Extrait »
■ ■ ■ ■

La question du goût « inné », « acquis », que l’on ne « discute pas » devient, entre les pages de la Distinction, un objet mouvant difficile à cerner. L’acharnement de Bourdieu à en explorer tous les germes et incidences est grandiose, tant par la forme que par le fond. Dans la forme, le sociologue ne laisse rien au hasard et opte pour l’ascétisme et la rigueur du discours. Exemples et preuves à l’appui, il étaye ses considérations aussi largement que nécessaire, prenant à chaque fois une distance que l’on retrouve rarement chez ses pairs quant à la méthode sociologique. Les résultats de ses recueils de données sont ainsi interprétables à plusieurs niveaux : quant à ce qu’ils traduisent de l’image que les personnes interrogées ont cherché à refléter, et quant à ce qu’ils supposent de préjugés ou d’idées préconçues chez les chercheurs en sociologie.
« […] en imposant à tous, uniformément, des problèmes qui ne se posent qu’à quelques-uns, par une procédure aussi irréprochable que l’administration d’un questionnaire à réponses préformées à un échantillon représentatif, on a toutes les chances de produire de toutes pièces un simple artefact en faisant exister des opinions qui ne préexistaient pas à l’interrogation et qui ne se seraient pas exprimées autrement ou qui, exprimées autrement, c’est-à-dire par l’intermédiaire de porte-parole attitrés, auraient été toutes différentes […]. »

■ ■ ■ ■

Matériel fourni »
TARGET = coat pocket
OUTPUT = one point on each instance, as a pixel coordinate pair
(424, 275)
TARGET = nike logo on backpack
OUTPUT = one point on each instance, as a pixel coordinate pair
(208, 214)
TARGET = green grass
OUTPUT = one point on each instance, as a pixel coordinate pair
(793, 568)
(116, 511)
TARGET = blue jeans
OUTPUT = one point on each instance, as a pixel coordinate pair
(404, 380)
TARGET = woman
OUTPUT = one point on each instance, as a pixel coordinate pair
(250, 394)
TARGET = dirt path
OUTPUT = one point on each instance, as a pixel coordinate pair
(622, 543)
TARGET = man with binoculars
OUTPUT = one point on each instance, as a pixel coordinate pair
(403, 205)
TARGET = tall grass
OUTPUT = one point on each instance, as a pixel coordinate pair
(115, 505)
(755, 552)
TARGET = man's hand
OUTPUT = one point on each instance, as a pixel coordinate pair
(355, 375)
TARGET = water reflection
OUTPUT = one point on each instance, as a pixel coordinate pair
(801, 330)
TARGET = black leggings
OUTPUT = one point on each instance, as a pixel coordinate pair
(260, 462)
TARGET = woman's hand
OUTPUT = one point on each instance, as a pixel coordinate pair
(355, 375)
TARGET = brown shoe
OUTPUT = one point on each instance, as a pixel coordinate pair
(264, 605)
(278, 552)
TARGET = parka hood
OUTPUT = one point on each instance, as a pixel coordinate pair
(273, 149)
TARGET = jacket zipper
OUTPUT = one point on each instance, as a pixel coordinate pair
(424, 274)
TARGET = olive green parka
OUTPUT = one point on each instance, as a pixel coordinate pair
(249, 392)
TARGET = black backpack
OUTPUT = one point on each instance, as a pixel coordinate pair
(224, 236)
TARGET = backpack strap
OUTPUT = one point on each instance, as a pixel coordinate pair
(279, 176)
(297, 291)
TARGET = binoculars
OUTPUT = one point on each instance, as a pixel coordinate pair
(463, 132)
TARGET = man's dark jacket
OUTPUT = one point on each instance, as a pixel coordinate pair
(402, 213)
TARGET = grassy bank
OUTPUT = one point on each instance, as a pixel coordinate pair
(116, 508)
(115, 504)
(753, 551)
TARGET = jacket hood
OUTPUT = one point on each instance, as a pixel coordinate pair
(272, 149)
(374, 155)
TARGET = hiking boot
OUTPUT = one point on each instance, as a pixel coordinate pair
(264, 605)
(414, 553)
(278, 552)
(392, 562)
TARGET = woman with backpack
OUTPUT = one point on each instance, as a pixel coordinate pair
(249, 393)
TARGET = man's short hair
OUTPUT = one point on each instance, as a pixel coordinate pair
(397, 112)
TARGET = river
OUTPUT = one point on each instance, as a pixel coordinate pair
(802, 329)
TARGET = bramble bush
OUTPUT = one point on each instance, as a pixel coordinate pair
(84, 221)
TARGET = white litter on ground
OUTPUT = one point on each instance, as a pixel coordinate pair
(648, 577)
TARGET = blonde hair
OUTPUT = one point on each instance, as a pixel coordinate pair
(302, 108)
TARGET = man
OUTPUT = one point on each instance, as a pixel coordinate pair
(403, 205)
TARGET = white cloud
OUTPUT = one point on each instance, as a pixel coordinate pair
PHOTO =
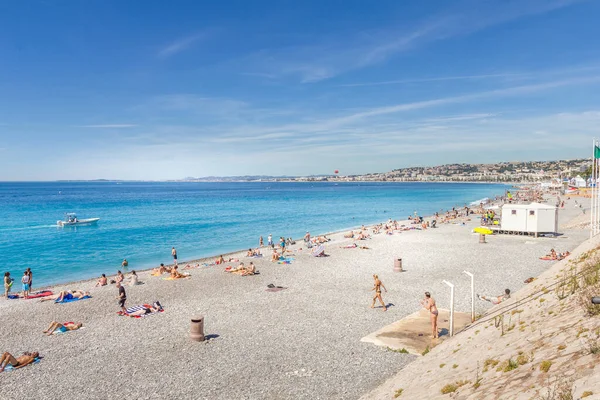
(332, 56)
(181, 44)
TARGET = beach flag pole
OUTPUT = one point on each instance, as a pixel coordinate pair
(472, 295)
(451, 329)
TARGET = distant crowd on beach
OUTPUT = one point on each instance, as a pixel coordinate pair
(281, 254)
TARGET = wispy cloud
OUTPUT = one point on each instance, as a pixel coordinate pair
(435, 79)
(181, 44)
(108, 126)
(332, 56)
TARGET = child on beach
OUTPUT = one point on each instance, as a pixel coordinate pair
(428, 303)
(7, 284)
(25, 281)
(122, 297)
(174, 254)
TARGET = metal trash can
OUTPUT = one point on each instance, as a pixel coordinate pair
(398, 265)
(197, 329)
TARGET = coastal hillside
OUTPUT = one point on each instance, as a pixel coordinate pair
(543, 343)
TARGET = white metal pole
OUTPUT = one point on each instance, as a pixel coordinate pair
(472, 295)
(451, 307)
(594, 199)
(593, 207)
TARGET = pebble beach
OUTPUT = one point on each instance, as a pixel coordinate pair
(300, 342)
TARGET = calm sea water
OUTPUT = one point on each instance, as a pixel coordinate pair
(142, 221)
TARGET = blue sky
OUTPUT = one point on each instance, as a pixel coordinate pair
(165, 90)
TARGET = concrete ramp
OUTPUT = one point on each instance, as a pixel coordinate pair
(413, 332)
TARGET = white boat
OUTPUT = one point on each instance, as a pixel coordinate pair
(72, 220)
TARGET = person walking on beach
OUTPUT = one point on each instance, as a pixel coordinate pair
(25, 282)
(28, 270)
(429, 304)
(377, 288)
(174, 254)
(122, 297)
(7, 284)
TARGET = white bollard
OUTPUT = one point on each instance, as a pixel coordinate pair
(451, 307)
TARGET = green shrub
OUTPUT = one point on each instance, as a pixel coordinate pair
(545, 365)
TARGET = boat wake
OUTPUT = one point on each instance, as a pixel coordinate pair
(477, 202)
(26, 228)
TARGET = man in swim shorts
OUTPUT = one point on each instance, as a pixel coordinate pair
(122, 297)
(377, 288)
(429, 304)
(496, 299)
(18, 362)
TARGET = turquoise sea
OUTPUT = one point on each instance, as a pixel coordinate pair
(141, 221)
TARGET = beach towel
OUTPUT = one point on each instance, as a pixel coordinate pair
(36, 295)
(11, 368)
(59, 332)
(318, 251)
(72, 299)
(273, 288)
(170, 278)
(138, 308)
(285, 260)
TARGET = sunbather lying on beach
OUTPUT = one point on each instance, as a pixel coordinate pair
(160, 270)
(496, 299)
(275, 256)
(176, 274)
(250, 270)
(18, 362)
(133, 279)
(363, 236)
(155, 307)
(67, 326)
(102, 281)
(67, 295)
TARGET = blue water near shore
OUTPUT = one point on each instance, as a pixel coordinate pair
(141, 221)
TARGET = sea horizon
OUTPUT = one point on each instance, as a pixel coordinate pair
(141, 221)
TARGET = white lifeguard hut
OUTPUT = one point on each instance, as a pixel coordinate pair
(529, 219)
(578, 181)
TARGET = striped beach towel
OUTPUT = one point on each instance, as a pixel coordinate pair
(138, 308)
(72, 299)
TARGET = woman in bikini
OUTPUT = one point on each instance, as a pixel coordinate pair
(377, 288)
(429, 304)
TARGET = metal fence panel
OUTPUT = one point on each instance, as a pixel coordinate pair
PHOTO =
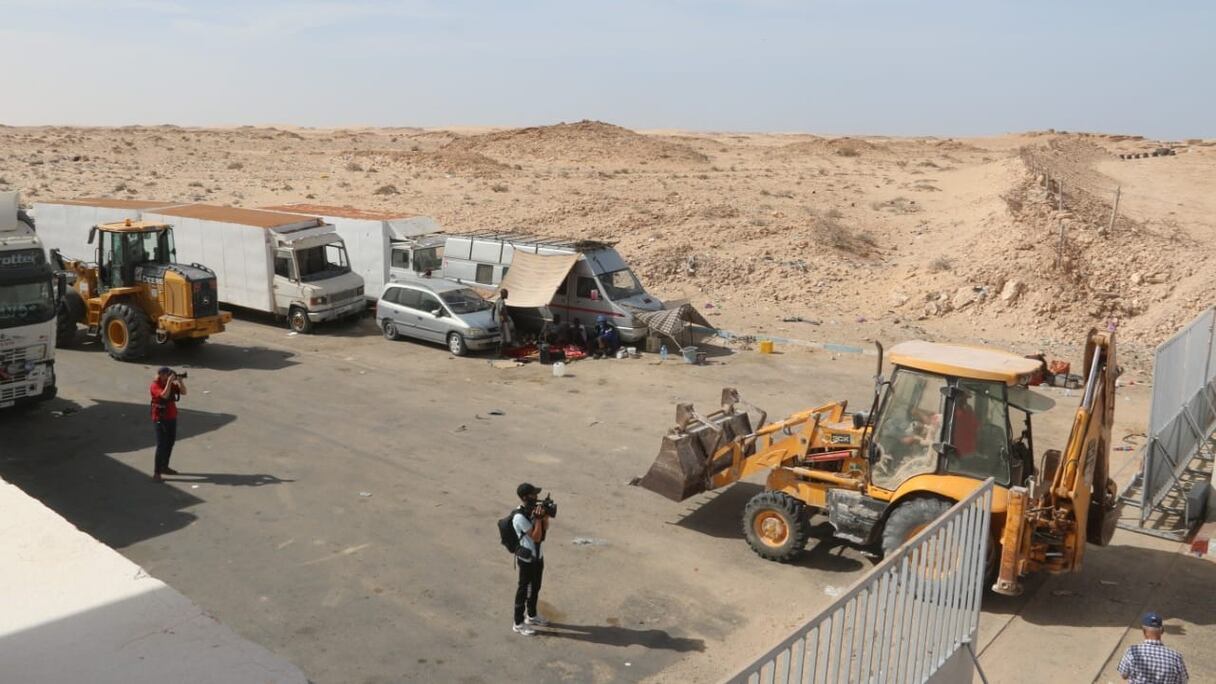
(904, 620)
(1182, 414)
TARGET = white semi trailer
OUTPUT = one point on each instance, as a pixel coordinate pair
(287, 264)
(383, 246)
(28, 303)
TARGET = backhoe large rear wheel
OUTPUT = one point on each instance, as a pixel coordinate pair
(776, 526)
(125, 332)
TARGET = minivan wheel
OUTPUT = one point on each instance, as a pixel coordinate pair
(456, 345)
(389, 329)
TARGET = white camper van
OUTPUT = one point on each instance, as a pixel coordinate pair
(287, 264)
(600, 282)
(383, 247)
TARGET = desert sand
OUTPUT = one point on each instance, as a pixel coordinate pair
(793, 235)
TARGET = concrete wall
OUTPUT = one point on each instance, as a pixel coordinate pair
(76, 610)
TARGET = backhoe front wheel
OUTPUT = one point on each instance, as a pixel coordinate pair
(125, 332)
(776, 526)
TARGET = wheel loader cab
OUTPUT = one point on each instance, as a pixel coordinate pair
(128, 245)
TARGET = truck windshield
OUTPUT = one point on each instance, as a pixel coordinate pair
(465, 301)
(431, 258)
(321, 262)
(26, 303)
(620, 284)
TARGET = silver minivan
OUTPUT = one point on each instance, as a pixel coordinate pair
(438, 310)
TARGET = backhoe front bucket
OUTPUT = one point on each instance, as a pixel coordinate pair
(682, 467)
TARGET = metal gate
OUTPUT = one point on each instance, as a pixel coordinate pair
(904, 620)
(1181, 421)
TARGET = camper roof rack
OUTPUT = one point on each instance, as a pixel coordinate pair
(575, 244)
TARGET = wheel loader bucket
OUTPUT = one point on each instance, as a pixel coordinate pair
(685, 461)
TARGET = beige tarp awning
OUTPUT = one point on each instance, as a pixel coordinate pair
(533, 279)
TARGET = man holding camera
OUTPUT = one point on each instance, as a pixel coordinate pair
(530, 522)
(167, 388)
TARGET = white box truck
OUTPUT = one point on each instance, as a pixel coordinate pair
(287, 264)
(600, 282)
(28, 303)
(383, 246)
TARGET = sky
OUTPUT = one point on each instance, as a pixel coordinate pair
(895, 67)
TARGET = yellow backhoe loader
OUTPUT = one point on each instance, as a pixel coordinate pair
(134, 295)
(949, 418)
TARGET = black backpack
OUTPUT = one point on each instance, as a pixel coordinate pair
(507, 531)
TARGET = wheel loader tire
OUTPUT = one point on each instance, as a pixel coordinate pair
(298, 320)
(125, 332)
(189, 342)
(776, 526)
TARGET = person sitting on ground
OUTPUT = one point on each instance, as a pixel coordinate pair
(578, 334)
(555, 332)
(607, 337)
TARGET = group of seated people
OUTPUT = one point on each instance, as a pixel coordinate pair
(601, 341)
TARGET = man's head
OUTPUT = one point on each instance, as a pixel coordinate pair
(528, 492)
(1152, 624)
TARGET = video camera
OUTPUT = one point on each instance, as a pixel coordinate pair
(549, 505)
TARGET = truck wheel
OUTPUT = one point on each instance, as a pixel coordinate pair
(775, 525)
(389, 329)
(298, 320)
(456, 345)
(125, 332)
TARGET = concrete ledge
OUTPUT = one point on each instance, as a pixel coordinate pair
(78, 611)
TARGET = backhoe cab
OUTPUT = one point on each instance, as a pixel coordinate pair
(134, 293)
(949, 418)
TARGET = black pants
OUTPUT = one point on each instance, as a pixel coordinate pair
(529, 588)
(165, 435)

■ ■ ■ ■

Tâche demandée » Reformulez sous forme de liste brève le paragraphe de l'extrait qui commence par « La question du goût », en gardant ses idées principales.

Tâche réalisée »
- Dans la Distinction, le goût, dit « inné », « acquis » ou que l'on « ne discute pas », devient un objet mouvant, difficile à cerner.
- Bourdieu en explore avec acharnement les germes et les incidences, de façon grandiose sur la forme comme sur le fond.
- Sur la forme, il choisit un discours ascétique et rigoureux, étayé d'exemples et de preuves.
- Il prend une distance, rare chez ses pairs, à l'égard de la méthode sociologique.
- Les résultats de ses données s'interprètent donc à plusieurs niveaux : l'image que les personnes interrogées ont cherché à refléter, et les préjugés ou idées préconçues des chercheurs en sociologie.